-------- Study material --------

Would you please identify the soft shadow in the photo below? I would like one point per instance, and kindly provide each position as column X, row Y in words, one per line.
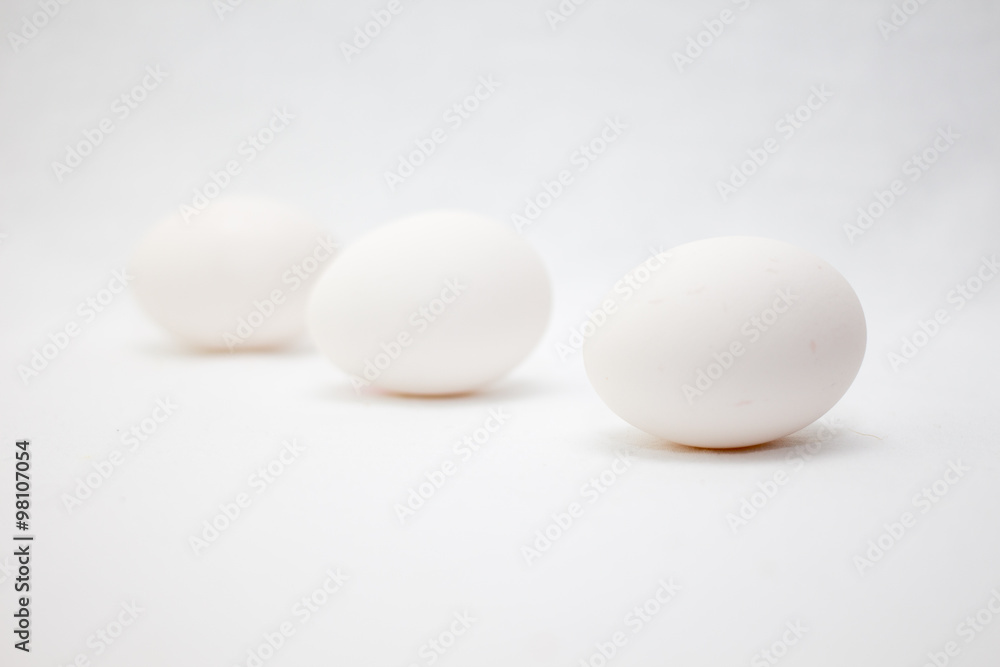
column 172, row 349
column 504, row 390
column 821, row 440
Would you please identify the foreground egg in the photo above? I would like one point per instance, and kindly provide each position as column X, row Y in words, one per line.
column 438, row 303
column 729, row 342
column 234, row 276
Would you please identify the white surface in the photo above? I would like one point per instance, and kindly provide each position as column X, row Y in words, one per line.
column 655, row 185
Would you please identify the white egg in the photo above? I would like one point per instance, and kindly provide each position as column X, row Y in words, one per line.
column 438, row 303
column 728, row 342
column 235, row 276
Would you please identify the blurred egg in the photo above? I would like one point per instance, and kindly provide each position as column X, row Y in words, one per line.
column 729, row 342
column 234, row 276
column 438, row 303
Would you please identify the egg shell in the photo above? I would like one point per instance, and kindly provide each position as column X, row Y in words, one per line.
column 729, row 342
column 224, row 279
column 443, row 302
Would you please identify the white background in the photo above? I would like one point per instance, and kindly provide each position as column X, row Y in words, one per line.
column 656, row 186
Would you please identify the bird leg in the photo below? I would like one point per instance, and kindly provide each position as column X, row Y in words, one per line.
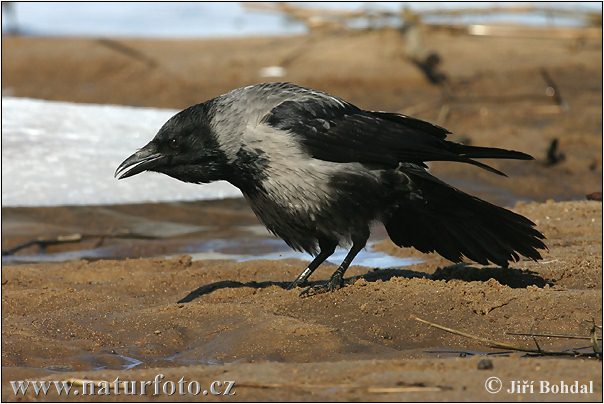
column 327, row 248
column 336, row 281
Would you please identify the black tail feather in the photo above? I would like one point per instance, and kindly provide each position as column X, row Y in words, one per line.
column 476, row 152
column 457, row 225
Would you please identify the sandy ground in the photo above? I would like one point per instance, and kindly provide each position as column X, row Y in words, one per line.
column 218, row 320
column 141, row 314
column 498, row 89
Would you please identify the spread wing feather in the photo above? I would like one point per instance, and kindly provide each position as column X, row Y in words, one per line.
column 334, row 130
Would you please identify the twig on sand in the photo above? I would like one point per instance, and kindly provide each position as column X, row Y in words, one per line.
column 503, row 345
column 550, row 335
column 73, row 238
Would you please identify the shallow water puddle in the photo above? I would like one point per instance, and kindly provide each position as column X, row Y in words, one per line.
column 238, row 249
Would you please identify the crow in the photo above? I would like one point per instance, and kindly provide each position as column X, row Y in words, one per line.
column 318, row 171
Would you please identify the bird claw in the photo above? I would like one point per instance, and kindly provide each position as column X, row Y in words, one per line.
column 296, row 284
column 334, row 283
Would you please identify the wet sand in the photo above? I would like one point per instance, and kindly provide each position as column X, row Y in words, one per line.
column 122, row 308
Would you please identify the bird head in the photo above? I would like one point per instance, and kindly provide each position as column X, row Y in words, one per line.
column 184, row 148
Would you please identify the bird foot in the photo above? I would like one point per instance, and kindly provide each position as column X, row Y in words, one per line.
column 296, row 284
column 334, row 283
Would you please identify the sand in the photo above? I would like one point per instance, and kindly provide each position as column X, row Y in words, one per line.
column 126, row 310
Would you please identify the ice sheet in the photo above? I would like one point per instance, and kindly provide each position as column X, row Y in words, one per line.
column 57, row 153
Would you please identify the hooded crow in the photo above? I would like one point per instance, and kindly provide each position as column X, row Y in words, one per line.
column 318, row 171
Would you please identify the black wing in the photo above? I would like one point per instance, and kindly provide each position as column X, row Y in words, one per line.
column 333, row 130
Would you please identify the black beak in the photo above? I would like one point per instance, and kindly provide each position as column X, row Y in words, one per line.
column 145, row 159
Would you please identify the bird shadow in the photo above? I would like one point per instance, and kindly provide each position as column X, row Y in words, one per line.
column 373, row 276
column 511, row 277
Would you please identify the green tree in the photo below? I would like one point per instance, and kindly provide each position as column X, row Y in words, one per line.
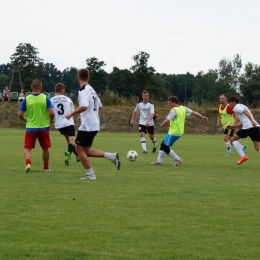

--------

• Description of the task
Excluding pictures, reproduce the listing above exactly as it stands.

• Response area
Would you please identify the soft shadow in the photo below? I would like one point per instance, and kindly provide each position as column X, row Y in words, one per line.
column 172, row 349
column 504, row 390
column 821, row 440
Would you please identify the foreground egg in the photo above? I would like one point per instance, and kindly provide each position as column X, row Y in words, one per line.
column 438, row 303
column 729, row 342
column 234, row 276
Would you please identify the white surface in the photo above? I would like one point per instance, and kindly provide each position as column X, row Y in words, one per line.
column 655, row 185
Would you please identify the white egg in the photo above? I would like one point per instance, and kindly provide each position as column X, row Y in words, one per line.
column 438, row 303
column 728, row 342
column 235, row 276
Would you please identify the blurred egg in the photo above? I would like one point per instance, and kindly provide each position as column X, row Y in words, one per line.
column 729, row 342
column 234, row 276
column 438, row 303
Would you please identify the egg shell in the photo above? I would like one point per instance, and kindly provide each position as column X, row Y in words, one per line.
column 729, row 342
column 224, row 279
column 443, row 302
Would you please identify the white background in the photo above? I would like one point per instance, and kindly provide each position as column X, row Y in words, one per line.
column 656, row 186
Would you please identify the bird leg in the photo below? I would like one point per instance, and kindly provide each position as column X, row Y in words, one per line.
column 327, row 248
column 336, row 281
Would you please identify the black tail feather in the photo above? I would like one point per instance, and kindly provide each position as column X, row Y in words, one per line.
column 476, row 152
column 457, row 225
Would you please identify the sandy ground in the photo above? I would like one point per instance, and kindly provide each position as column X, row Y in words, one per line.
column 218, row 320
column 141, row 314
column 498, row 89
Would you please identify the spread wing feather in the photo above? I would like one point per instance, and kindly provide each position as column X, row Y in words, one per line.
column 334, row 130
Would you please identify the twig on sand in the photo above? I would like one point per instance, and kindly provide each position as column X, row Y in words, one per line.
column 503, row 345
column 550, row 335
column 73, row 238
Would you please identify the shallow water puddle in the photo above? I would like one point per instance, and kindly provide each position as column X, row Y in words, one per line.
column 238, row 249
Would you please identify the crow in the photo above? I would like one point per instance, and kindly provide each position as column X, row Y in words, one per line.
column 318, row 171
Would you please identify the bird claw in the photo above? I would like one point per instance, and kindly provide each position as column X, row Y in words, one per line.
column 296, row 284
column 334, row 283
Would you please identify the wet sand in the photo above? I would like one point per instance, and kindly provide each position as column X, row Y in words, one per line.
column 122, row 308
Would you please identify the bird head in the photo above? I would like one point per instance, and kindly provide each position as column X, row Y in words, one per line.
column 184, row 148
Would you please identify the bird foot in the photo above? I would like one point per instance, and kindly provide each position as column X, row Y in words, one per line.
column 296, row 284
column 334, row 283
Would you please identify the sand in the photo above? I would like one point per instance, and kindly provide each position as column X, row Y in words, one per line.
column 126, row 310
Would you please identify the ice sheet in the photo above? I would like one point per instance, and kindly provide each position as column X, row Y in words, one per line.
column 57, row 153
Would you please identify the hooded crow in the photo above? I would like one point per instance, and kindly provide each position as column X, row Y in words, one per line.
column 318, row 171
Would you please identify the black wing in the photo above? I would like one point per instance, and kindly provide each position as column X, row Y in words, one per line.
column 333, row 130
Would you please identify the black beak in the photo above? I would like one point per instance, and kindly provide each position as column X, row Y in words, one per line.
column 145, row 159
Would you please identify the bird shadow in the photo above? I would like one point per instance, and kindly provide each position as column X, row Y in words, one per line.
column 373, row 276
column 511, row 277
Would you please identify the green tree in the photo below? I would like one point per instance, and kindly provide each position as column X, row Y in words, one per line.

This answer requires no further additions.